:: DATA SECTION

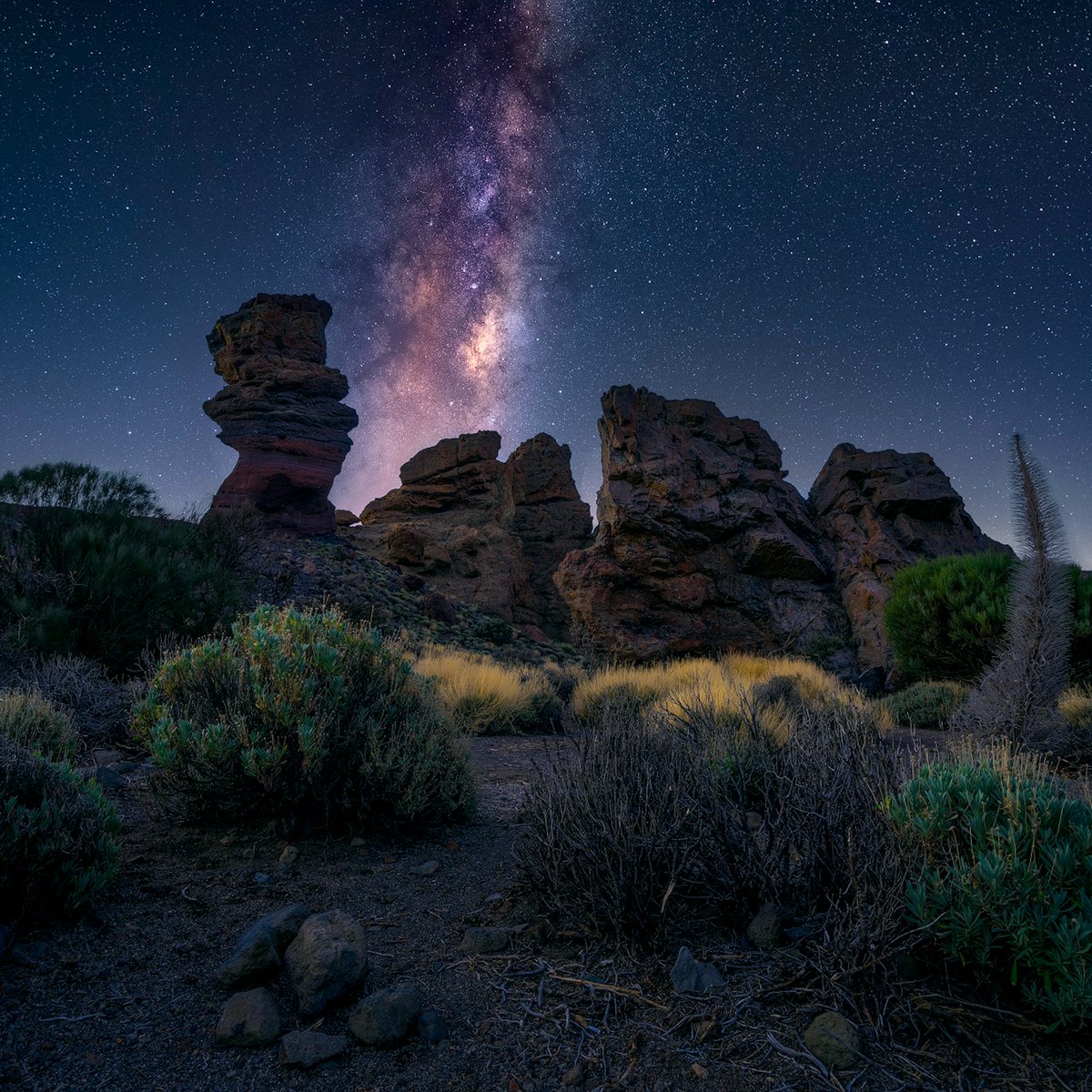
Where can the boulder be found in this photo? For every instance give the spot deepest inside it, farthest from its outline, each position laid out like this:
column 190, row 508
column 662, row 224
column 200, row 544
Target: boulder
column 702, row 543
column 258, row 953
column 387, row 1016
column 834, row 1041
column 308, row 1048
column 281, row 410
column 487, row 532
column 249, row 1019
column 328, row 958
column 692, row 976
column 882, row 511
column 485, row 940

::::
:: DATA SECTION

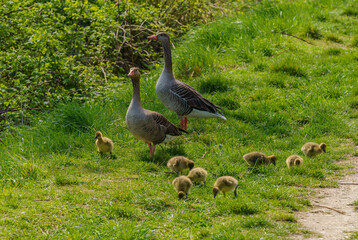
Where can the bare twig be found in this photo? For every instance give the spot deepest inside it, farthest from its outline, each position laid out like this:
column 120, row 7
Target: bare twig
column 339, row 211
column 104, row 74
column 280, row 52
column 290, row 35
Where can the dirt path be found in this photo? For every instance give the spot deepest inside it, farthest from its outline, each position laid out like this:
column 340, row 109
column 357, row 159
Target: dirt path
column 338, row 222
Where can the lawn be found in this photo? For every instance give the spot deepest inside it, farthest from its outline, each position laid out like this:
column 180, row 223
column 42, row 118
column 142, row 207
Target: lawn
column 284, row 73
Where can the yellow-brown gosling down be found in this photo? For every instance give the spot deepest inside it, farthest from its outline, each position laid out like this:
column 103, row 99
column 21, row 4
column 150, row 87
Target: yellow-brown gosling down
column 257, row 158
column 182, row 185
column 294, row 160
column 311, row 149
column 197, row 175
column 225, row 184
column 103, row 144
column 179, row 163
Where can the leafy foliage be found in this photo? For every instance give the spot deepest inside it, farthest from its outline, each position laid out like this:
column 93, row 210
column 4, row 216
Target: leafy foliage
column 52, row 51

::::

→ EXERCISE PROMPT
Reproduce verbatim the lines of the records above, beginning with the line containing "Where can the yellow-brown" and continuing through the line containing "column 225, row 184".

→ SOLVED PROBLEM
Where can the yellow-brown gosling down be found in this photo? For every instance give the spot deepest inside it, farthest from its outline, each position laid out like this:
column 103, row 99
column 21, row 4
column 150, row 87
Target: yellow-brown gosling down
column 257, row 158
column 182, row 185
column 294, row 160
column 311, row 149
column 197, row 175
column 225, row 184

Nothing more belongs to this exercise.